-- Text extract --
** BEGIN **
You've all made me feel a whole lot better - I was beginning to feel a failure! I try not to leave anything tempting, but he adores a nice cup to lick out and my son brings his down (about 20 at a time) and plonks them on the worktop. Then Ferdie will go get them, one at a time and bring them into the lounge, lick it out, then go get another. It is a losing battle really, but at least I know I am not alone.

The bin, by the way, stays in the cupboard!


----------



## GoldenShadow (Jun 15, 2009)

I think it's very normal..! Milo is the one who I wouldn't trust around the oven so I shut the stairgate with them out of the kitchen if I need the loo etc. Neither would dare try it with ne around but would most likely consider it if something was about. Milo is a git he will steal saucepans out the sink and lick them  he doesn't just reach in he takes them out and puts them on the floor so things get put in the dishwasher sharpish now. Only way ours are not too bad is through a lack of temptation! Saying that just tonight Mum left a knife with butter on the side and Rupert nicked it but it was way past his dinner time and he was hungry to be fair!


----------



## Sled dog hotel (Aug 11, 2010)
** END **
-- Problem description --
Could you repeat, word for word, the stretch of the forum thread from "I think it's" through "(Aug 11, 2010)"?

-- Source material --
** BEGIN **
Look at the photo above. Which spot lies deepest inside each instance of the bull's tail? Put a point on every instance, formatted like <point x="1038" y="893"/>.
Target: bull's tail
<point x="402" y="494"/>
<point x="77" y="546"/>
** END **
-- Written response --
I think it's very normal..! Milo is the one who I wouldn't trust around the oven so I shut the stairgate with them out of the kitchen if I need the loo etc. Neither would dare try it with ne around but would most likely consider it if something was about. Milo is a git he will steal saucepans out the sink and lick them  he doesn't just reach in he takes them out and puts them on the floor so things get put in the dishwasher sharpish now. Only way ours are not too bad is through a lack of temptation! Saying that just tonight Mum left a knife with butter on the side and Rupert nicked it but it was way past his dinner time and he was hungry to be fair!


----------



## Sled dog hotel (Aug 11, 2010)